(Deine Aufgabe)
Schreib aus dem Text über die Nullzinspolitik das Stück von „Wir haben uns“ bis „nahezu flächendeckend erhoben.“ Wort für Wort ab.

(Textauszug)
- - - -

Wir haben uns längst an die Nullzinspolitik der europäischen Zentralbank gewöhnen müssen. Auch Strafzinsen (oder freundlicher: Guthaben-aufbewahrungsgebühren) auf mühsam Erspartes, die bis vor einiger Zeit nur wenige trafen, werden mittlerweile nahezu flächendeckend erhoben.
Durch umfangreiche Anleihekäufe am Kapitalmarkt seit der Euro-Schuldenkrise und nochmal deutlich verschärft im Rahmen der Corona-pandemie sorgt die Notenbank für extrem günstige Finanzierungskonditionen für Unternehmen, private Häuslebauer und Finanzminister der Eurozone.
Dieser Zustand ist zum „New Normal“, zum neuen Dauerzustand geworden.

- - - -

(Inhalt des Datensatzes)
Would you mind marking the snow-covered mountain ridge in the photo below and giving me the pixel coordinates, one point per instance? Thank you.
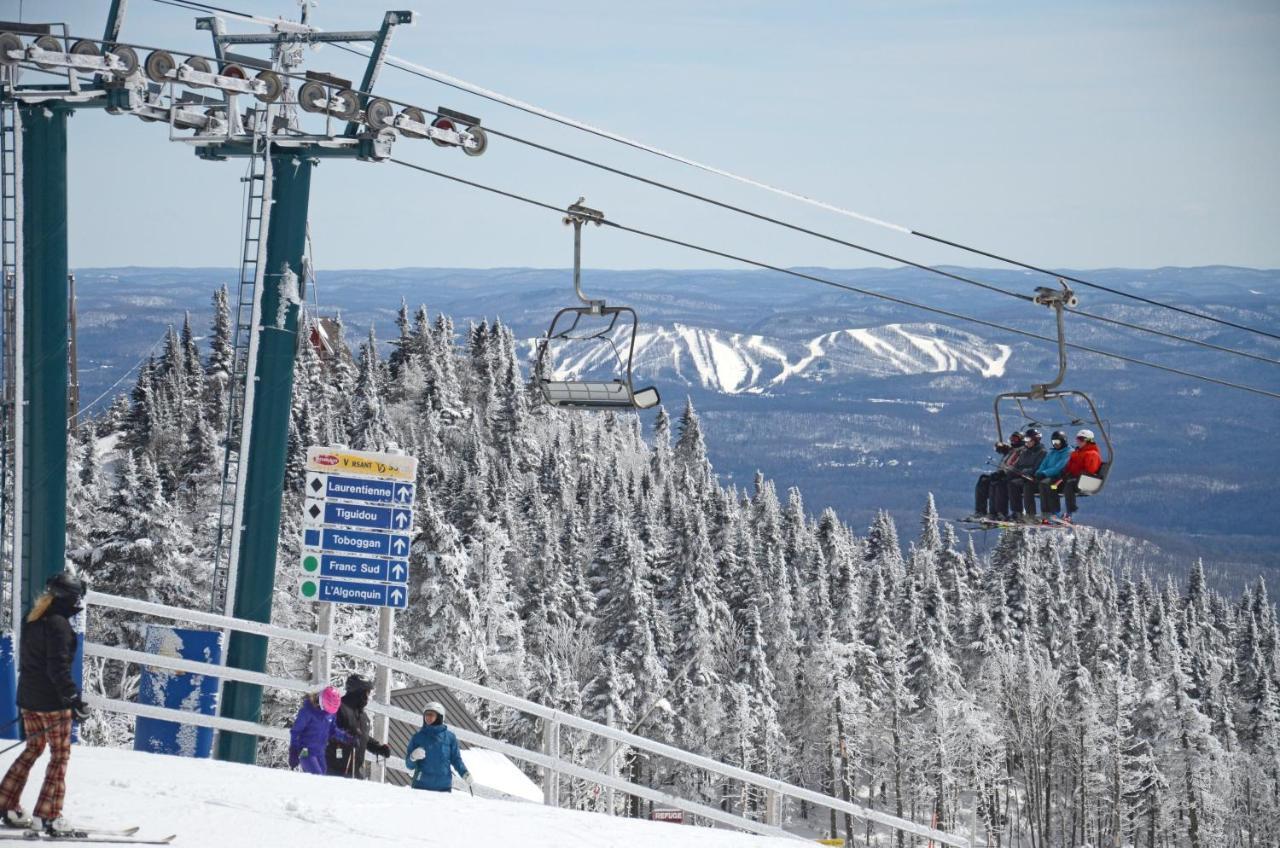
(754, 364)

- - - -

(Lösung)
Wir haben uns längst an die Nullzinspolitik der europäischen Zentralbank gewöhnen müssen. Auch Strafzinsen (oder freundlicher: Guthaben-aufbewahrungsgebühren) auf mühsam Erspartes, die bis vor einiger Zeit nur wenige trafen, werden mittlerweile nahezu flächendeckend erhoben.